● **What is needed**: Please count the lines of the data below that contain the string “curly”, with uppercase and lowercase treated as different, and reply with the number alone.

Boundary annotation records
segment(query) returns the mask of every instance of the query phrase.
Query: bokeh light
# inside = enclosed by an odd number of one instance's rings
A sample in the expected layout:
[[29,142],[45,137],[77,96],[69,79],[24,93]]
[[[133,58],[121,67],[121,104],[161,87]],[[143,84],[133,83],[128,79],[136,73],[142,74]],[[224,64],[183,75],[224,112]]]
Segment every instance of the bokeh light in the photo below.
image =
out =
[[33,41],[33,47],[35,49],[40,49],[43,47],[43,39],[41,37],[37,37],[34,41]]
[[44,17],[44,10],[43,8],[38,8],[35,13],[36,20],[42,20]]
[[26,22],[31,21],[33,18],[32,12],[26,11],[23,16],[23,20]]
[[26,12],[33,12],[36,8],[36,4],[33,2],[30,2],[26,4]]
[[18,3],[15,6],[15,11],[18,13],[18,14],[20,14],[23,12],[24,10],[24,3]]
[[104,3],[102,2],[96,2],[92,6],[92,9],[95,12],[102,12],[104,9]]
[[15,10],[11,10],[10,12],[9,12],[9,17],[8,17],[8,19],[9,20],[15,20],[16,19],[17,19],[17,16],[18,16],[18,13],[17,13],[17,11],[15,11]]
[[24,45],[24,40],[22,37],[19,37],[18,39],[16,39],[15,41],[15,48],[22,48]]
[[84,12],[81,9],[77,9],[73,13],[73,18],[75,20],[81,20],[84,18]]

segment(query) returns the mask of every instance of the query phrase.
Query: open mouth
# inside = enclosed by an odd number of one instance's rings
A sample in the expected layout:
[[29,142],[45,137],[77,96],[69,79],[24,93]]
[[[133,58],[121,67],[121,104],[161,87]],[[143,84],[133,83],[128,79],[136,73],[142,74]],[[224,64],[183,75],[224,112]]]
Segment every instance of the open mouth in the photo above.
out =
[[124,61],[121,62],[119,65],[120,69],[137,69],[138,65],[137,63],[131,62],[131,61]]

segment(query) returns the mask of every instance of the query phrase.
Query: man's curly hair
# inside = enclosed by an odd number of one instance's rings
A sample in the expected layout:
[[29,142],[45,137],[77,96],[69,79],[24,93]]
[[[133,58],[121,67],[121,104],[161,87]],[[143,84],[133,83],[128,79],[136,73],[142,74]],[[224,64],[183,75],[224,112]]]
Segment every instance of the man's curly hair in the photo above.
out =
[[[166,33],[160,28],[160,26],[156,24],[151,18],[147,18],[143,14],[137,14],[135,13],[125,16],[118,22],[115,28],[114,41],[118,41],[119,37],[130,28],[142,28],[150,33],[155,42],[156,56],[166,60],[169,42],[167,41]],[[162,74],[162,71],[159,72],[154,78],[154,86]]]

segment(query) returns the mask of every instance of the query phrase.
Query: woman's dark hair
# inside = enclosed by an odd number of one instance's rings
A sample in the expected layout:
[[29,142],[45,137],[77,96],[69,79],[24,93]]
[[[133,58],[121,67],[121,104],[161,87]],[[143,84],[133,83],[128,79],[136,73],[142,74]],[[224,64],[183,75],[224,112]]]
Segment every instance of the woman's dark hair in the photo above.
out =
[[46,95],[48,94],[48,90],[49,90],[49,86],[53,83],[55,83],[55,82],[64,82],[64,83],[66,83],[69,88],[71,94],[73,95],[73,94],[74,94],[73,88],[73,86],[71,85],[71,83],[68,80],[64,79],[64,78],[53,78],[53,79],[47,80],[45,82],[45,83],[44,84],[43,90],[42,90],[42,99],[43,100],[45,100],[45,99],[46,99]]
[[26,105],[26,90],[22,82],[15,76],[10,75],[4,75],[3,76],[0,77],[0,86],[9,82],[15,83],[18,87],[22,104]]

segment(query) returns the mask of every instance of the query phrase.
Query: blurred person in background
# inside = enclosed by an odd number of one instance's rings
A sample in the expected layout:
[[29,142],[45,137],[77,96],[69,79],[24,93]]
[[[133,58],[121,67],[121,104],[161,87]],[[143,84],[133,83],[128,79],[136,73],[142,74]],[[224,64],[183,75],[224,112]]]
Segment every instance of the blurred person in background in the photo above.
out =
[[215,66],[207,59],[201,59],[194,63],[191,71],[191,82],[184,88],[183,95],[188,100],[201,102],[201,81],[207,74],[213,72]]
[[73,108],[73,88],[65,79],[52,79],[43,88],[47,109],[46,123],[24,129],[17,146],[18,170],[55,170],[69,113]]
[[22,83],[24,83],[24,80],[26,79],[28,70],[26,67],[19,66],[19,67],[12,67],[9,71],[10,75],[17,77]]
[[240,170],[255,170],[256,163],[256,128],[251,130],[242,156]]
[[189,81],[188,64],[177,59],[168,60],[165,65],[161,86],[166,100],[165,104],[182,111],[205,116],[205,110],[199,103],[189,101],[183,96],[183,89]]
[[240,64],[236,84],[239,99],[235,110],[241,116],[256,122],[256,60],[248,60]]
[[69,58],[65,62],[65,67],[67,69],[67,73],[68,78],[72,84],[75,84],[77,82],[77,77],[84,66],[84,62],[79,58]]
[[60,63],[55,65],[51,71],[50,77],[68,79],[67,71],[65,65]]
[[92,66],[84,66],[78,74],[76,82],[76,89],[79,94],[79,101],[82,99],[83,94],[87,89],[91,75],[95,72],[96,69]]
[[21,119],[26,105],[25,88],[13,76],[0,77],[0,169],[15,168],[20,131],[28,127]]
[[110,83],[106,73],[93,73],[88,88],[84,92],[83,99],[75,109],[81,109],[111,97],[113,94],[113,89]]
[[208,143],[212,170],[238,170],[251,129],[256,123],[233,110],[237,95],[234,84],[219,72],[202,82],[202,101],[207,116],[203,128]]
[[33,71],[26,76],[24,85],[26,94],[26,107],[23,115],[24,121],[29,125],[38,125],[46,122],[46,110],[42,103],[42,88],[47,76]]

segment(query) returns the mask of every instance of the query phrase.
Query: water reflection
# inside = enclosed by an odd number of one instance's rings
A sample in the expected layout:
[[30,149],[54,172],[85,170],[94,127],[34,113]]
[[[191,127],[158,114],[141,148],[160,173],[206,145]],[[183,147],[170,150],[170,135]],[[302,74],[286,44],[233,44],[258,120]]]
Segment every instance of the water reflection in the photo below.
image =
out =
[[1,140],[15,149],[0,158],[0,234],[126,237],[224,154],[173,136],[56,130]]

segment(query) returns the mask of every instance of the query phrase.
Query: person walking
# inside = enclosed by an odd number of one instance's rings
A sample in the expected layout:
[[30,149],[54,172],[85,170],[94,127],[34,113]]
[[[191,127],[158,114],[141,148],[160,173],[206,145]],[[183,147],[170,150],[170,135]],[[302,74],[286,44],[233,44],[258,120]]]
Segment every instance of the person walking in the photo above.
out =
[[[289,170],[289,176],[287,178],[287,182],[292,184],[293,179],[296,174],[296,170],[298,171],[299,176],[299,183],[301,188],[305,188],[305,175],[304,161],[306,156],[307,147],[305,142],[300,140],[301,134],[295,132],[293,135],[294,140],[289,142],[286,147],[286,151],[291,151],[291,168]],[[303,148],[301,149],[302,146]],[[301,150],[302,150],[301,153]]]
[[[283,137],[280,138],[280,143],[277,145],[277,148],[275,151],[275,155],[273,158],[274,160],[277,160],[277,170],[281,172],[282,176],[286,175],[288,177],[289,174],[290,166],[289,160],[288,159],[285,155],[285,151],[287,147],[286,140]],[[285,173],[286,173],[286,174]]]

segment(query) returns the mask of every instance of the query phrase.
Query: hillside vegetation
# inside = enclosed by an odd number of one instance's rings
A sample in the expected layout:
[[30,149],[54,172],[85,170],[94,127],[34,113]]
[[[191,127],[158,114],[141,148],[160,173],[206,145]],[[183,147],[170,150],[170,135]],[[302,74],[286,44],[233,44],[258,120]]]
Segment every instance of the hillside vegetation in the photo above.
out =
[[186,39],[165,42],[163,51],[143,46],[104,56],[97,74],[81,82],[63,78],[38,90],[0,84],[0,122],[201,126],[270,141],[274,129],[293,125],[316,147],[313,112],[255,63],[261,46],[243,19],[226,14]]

● **Output below**: 2